--- START OF Provided records ---

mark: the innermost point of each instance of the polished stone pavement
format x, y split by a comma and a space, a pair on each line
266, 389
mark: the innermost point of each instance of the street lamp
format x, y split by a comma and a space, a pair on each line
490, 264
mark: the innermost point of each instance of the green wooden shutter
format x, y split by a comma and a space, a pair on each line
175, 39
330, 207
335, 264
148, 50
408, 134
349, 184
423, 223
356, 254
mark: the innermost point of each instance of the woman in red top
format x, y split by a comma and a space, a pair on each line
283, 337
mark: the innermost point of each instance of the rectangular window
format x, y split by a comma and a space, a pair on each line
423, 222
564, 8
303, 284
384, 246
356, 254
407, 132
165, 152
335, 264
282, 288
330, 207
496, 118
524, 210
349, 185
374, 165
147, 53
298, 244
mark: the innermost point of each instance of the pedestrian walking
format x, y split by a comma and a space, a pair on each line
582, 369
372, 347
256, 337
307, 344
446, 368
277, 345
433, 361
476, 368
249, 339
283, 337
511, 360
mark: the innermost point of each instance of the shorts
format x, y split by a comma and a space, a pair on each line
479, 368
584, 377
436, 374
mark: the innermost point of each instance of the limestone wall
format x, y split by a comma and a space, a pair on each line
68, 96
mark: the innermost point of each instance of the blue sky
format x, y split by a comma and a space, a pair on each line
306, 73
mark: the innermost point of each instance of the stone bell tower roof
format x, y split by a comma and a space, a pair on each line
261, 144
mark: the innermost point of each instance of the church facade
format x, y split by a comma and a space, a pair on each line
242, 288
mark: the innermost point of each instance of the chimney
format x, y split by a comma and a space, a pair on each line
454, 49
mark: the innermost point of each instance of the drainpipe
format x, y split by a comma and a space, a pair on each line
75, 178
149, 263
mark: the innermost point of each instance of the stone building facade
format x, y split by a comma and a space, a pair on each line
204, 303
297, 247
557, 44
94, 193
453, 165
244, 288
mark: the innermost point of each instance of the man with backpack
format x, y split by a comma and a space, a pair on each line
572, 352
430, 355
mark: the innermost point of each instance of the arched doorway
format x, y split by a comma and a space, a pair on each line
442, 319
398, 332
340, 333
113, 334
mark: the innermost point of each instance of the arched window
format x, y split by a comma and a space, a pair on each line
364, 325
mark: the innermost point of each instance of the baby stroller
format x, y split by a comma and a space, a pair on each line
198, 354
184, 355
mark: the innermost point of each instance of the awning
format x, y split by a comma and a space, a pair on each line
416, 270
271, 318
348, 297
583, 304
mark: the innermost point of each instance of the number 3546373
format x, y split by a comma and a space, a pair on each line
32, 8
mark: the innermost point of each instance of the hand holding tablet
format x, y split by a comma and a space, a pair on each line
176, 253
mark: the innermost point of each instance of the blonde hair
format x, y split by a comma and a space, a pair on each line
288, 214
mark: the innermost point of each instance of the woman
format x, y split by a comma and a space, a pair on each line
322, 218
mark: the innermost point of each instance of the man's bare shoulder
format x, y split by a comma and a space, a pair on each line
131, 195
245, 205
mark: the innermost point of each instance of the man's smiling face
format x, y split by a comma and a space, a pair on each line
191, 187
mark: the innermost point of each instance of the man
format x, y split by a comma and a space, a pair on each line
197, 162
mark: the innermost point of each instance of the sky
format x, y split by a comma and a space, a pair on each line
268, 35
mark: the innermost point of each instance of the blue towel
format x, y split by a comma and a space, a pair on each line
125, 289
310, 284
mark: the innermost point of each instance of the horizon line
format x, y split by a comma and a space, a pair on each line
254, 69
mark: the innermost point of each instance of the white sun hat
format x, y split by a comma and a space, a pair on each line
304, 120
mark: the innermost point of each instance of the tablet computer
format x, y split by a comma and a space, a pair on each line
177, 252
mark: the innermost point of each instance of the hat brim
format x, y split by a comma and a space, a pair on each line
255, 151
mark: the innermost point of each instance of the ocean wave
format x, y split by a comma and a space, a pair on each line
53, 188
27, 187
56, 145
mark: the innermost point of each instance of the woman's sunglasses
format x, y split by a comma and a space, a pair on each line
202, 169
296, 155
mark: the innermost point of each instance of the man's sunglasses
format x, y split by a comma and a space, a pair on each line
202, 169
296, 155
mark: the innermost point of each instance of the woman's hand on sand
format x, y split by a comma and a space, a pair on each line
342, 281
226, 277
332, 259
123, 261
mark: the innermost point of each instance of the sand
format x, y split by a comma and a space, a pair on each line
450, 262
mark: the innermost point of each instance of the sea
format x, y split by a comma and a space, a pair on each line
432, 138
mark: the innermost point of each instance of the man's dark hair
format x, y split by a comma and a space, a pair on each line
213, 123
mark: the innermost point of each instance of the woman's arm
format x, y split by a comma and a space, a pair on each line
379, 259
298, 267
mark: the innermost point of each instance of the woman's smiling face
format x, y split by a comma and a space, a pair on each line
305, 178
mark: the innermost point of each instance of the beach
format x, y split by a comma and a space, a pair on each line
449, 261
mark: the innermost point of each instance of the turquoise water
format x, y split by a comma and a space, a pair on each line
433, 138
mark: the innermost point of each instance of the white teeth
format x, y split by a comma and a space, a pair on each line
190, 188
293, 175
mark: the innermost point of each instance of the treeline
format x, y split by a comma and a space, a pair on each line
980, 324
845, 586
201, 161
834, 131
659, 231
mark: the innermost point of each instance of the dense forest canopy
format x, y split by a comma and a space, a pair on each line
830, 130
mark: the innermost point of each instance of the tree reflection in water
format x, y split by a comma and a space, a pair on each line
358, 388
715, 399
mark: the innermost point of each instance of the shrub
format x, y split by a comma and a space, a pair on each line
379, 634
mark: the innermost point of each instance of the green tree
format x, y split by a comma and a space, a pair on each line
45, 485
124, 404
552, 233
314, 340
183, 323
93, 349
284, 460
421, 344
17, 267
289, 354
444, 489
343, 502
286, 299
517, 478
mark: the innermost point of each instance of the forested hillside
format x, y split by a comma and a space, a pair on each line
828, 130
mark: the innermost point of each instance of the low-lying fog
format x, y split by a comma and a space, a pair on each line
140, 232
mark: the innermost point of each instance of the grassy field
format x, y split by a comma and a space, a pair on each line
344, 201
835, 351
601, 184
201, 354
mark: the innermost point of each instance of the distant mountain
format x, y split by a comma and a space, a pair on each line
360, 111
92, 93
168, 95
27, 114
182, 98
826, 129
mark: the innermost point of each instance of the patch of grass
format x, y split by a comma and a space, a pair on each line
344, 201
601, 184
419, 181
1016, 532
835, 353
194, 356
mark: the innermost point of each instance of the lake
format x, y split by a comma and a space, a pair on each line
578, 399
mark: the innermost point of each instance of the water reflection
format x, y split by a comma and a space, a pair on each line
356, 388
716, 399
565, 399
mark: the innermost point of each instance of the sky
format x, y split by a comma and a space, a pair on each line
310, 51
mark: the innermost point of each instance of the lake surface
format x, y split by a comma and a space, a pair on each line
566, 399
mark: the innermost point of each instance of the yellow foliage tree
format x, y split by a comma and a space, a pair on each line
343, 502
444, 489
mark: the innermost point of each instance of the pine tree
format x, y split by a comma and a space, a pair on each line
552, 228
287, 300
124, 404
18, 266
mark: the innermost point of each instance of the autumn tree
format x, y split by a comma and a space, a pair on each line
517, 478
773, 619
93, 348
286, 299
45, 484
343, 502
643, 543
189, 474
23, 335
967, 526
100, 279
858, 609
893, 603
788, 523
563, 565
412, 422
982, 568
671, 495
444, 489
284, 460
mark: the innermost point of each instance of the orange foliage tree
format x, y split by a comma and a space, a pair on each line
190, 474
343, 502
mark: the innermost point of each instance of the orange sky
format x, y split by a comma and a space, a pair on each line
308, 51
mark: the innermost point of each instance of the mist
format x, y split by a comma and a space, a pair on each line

--- END OF Provided records ---

Task instructions:
Look above for the line containing "mark: the innermost point of each instance of the water"; copy from it through the last line, exactly, and nothing more.

The result:
mark: the innermost point of each instance of the water reflection
format x, y split by a comma and a space, a pair on each line
356, 388
716, 399
565, 399
mark: the innermost point of each instance of the sky
format x, y split by a comma and a space, a pair on each line
310, 51
mark: the innermost point of each instance of the lake surface
format x, y split by a comma and a space, a pair on each line
566, 399
mark: the innermost point of each instance of the yellow foliage tree
format x, y split by a comma and a space, a pair on each line
343, 502
444, 489
mark: the innermost point of each instance of the pine tree
format x, y split by a comma and a space, a pair on each line
552, 228
287, 300
124, 404
18, 266
mark: the innermost point of each instance of the autumn tree
format x, y split by a comma and a space, a pair on each line
517, 478
773, 619
93, 348
286, 299
45, 484
343, 502
643, 543
189, 474
23, 335
967, 526
100, 279
858, 609
893, 603
788, 523
563, 565
412, 422
982, 568
671, 495
444, 489
284, 460
mark: the innermost point of each instance of the orange foliage tree
format x, y split by a comma and a space, a pair on each line
190, 474
343, 502
mark: the innermost point of each instance of the orange sky
format x, y split by a comma and a space, a pair on each line
308, 51
mark: the innermost point of each instance of the mist
format x, y split by a comma and a space, a pair on each line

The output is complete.